══ ИСХОДНЫЙ ТЕКСТ

Пути неисповедимы (Воспоминания 1939-1955 гг.)
Шрифт:
В последние дни нашего ченстоховского сидения через город проходила дивизия, и мне удалось повидать своих друзей и даже выпить с ними. Полки шли по городу с музыкой. Наконец и мы двинулись на восток. В восточной Польше на одном из полустанков наши самоходки прямо с платформ стали бить по дальнему лесу. Сделали это для предостережения; в этих местах орудовали бандеровцы. Границу переехали в Бресте. У моста через Буг стояли наши часовые. Вот она, родина. Правда, это еще западные области, но все же родина. В Лунинце перегружались с узкой колеи на широкую. Лунинец — городок небольшой, весь в садах, а кругом леса, топи, болота. На станции девица, не старше двадцати лет, с винтовкой на ремне водила на работу человек пятнадцать здоровенных детин, немцев. Чудно и смешно. А вот другая картина, глубоко врезавшаяся в сердце. На стации много беженцев с востока — западные области жили в войну сыто. Одна из беженок, пожилая изможденная женщина в юбке из мешка, сидя прямо на земле, кормила хлебом трехлетнюю девочку. Это была черно-зеленая, видно, очень твердая масса без характерной для хлеба ноздреватости. Мы разговорились. Беженцы были из-под Кирова. На вопрос о хлебе женщина сказала, что он с лебедой. Отвечала охотно, живо, а худенькая, бледная девочка все за нее пряталась. Но когда спросили: «Ну, а как там колхозы?» — женщина какое-то время молчала, глядя на нас теперь уже с недоверием и даже с испугом, переводя глаза с одного на другого, а потом ответила: «У нас хорошо... колхозы... сто процентов...», — и замолчала. Это было страшно. «Все по-старому», — промолвил кто-то из нас.

════
══ ПРЕДОСТАВЛЕННЫЕ МАТЕРИАЛЫ

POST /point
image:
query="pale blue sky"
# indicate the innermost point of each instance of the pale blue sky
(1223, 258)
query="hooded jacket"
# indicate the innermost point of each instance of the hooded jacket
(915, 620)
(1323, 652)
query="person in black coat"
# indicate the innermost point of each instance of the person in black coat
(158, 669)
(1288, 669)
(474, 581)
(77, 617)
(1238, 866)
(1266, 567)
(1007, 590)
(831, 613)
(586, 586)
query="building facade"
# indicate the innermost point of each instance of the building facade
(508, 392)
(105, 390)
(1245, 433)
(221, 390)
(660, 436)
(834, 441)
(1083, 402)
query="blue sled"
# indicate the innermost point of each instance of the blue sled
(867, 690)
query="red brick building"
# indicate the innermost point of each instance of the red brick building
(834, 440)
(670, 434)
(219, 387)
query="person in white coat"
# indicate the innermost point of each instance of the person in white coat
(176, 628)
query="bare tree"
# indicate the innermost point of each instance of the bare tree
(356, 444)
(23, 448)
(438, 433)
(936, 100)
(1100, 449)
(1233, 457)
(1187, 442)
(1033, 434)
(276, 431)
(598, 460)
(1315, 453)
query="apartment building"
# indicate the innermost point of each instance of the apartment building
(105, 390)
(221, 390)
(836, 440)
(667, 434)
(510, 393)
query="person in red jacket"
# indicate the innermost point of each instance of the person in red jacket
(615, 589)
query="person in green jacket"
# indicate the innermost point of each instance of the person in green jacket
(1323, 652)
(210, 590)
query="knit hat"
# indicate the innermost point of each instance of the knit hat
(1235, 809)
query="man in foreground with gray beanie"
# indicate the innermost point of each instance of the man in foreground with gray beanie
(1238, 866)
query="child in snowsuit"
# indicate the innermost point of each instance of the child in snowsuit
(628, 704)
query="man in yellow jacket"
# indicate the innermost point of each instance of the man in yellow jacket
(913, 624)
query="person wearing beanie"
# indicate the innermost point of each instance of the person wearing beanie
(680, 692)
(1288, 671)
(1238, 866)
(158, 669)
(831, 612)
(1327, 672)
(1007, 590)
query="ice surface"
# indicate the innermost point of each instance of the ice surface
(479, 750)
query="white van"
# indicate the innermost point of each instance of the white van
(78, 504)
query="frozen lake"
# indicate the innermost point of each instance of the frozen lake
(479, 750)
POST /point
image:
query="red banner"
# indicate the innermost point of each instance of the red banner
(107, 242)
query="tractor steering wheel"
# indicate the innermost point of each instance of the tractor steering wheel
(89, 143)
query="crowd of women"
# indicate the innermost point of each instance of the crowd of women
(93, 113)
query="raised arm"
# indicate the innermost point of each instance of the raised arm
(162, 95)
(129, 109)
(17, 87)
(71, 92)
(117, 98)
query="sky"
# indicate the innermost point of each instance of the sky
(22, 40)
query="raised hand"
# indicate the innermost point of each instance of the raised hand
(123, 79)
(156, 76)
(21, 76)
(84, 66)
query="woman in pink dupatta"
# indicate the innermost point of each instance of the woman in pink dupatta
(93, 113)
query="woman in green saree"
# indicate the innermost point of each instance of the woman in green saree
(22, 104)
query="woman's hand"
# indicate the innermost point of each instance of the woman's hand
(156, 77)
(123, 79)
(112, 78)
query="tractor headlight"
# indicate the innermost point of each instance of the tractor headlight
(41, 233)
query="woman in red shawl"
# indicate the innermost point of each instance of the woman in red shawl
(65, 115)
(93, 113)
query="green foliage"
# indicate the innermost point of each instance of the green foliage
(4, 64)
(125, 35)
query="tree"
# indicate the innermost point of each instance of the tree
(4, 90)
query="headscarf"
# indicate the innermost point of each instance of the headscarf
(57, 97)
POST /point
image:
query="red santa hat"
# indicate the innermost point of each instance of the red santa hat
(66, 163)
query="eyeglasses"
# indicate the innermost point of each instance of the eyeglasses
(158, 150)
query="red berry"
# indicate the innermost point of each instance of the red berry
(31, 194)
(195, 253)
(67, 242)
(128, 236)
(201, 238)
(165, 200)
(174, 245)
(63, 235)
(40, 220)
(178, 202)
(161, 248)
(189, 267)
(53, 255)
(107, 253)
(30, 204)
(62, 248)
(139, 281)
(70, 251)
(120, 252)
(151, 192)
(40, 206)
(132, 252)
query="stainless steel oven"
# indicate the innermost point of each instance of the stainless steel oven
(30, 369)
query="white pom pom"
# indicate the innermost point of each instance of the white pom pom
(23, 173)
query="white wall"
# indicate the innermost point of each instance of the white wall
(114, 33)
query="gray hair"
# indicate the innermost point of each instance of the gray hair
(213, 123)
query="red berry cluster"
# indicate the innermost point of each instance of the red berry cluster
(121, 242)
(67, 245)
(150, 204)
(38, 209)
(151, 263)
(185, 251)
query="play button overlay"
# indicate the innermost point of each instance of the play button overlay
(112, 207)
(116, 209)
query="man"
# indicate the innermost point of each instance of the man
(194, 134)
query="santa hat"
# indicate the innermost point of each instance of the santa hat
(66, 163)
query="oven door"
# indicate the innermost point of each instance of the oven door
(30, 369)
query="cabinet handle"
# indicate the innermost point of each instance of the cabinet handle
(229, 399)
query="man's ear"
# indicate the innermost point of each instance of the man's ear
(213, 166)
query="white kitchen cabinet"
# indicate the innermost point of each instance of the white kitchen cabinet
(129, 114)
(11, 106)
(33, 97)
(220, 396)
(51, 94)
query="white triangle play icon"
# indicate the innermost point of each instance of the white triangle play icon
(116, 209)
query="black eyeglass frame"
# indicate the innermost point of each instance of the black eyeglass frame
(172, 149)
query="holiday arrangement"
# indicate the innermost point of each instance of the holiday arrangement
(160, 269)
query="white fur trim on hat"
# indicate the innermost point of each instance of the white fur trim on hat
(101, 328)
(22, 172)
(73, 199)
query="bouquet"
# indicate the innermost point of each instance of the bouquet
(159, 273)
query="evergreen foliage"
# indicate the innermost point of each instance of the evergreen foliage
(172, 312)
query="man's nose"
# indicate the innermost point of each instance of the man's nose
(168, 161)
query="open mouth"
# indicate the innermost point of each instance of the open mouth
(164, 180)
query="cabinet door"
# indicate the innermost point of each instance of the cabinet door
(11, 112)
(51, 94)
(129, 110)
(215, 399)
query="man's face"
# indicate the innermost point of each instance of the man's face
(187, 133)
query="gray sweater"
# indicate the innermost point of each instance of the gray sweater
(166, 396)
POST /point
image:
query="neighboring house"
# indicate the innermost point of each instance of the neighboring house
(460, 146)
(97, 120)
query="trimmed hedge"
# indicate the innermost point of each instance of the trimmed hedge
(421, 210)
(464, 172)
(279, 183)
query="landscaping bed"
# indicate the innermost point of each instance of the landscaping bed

════

> [ЧТО СДЕЛАТЬ]
A – Ответьте на вопросы по воспоминаниям о дороге на восток.
(i) В каком городе переехали границу?
(ii) В каком городе перегружались с узкой колеи на широкую?
(iii) Откуда были беженцы, с которыми разговорились на станции?
B – Перечислите всё, что, согласно воспоминаниям о дороге на восток, находится кругом Лунинца.
C – Продолжите воспоминания о дороге на восток, начиная после их последней фразы.

> [ОТВЕТЫ ПО ЗАДАНИЯМ]
A –
(i) В Бресте.
(ii) В Лунинце.
(iii) Из-под Кирова.

B – Леса, топи, болота.

C –
Здесь следует сказать, что во время войны, особенно к концу ее, в армии ходил слух, что колхозы распустят.
Из Лунинца мы двинулись на Барановичи — узел железных дорог. Одновременно с нашим эшелоном к станции подходил пассажирский поезд. Он нас обгонял, но стал тормозить, и мы начали его обгонять, двигаясь некоторое время рядом. Я разглядывал пассажиров, высунувшихся в окна, и вдруг увидел знакомое лицо — Таисию Тихонович, в доме которой мы встречали Новый 1943 год и за которой немного ухаживал мой двоюродный брат Михаил Бутенев. Я крикнул: «Таисия, здравствуйте!» Она неуверенно ответила: «Здравствуйте». — «Не узнаете?» Она пожала плечами. Да и где ей было вспомнить меня в красноармейской форме, с усами. Я вновь крикнул: «Мишу Бутенева помните?» — надеясь, что близкая ассоциация скажет больше, чем мой вид. Она закивала головой, заулыбалась. Пассажирский поезд стал тормозить сильнее, я прокричал, что на станции встретимся, но наш эшелон набрал скорость, и встреча не состоялась. Остановились мы лишь на товарной станции, где прожили дня три.
В эти дни через Барановичи промчался поезд со Сталиным, возвращавшимся с Потсдамской конференции. Поезд этот я проспал. Говорили, что с путей согнали не только всех людей, но и все вагоны, а стрелки взяли для надежности в костыли.
Но вот и Слуцк — станция назначения. Город небольшой, сильно разрушенный. Весь центр был выжжен. Есть улицы и тротуары, но вместо домов клумбы — фундаменты, поросшие бурьяном. Через город проходило оживленное по тому времени шоссе Москва-Брест. В городе протекала речка, тихая, заболоченная, с обилием лягушек. По окраинам города много казарм. Почти все они уцелели, лишь некоторые сгорели. В одном из таких казарменных городков располагались пленные итальянцы, жившие к тому времени довольно свободно. Они днями просиживали на речке, купаясь, полеживая на травке, и возвращались в казарму с авоськами, полными лягушек. Местные жители отворачивались, плевались. У проволоки, окружавшей казарму итальянцев, толкались бабы и шла мена: ягоды, молоко, творог меняли на хлеб, селедку, сахар. Вскоре последних итальянцев увезли домой. Среди них были и женщины. Я считал, что итальянки красивы (помнил Джемму из тургеневских «Вешних вод»), но эти были все как на подбор: низенькие, толстые, рыжие.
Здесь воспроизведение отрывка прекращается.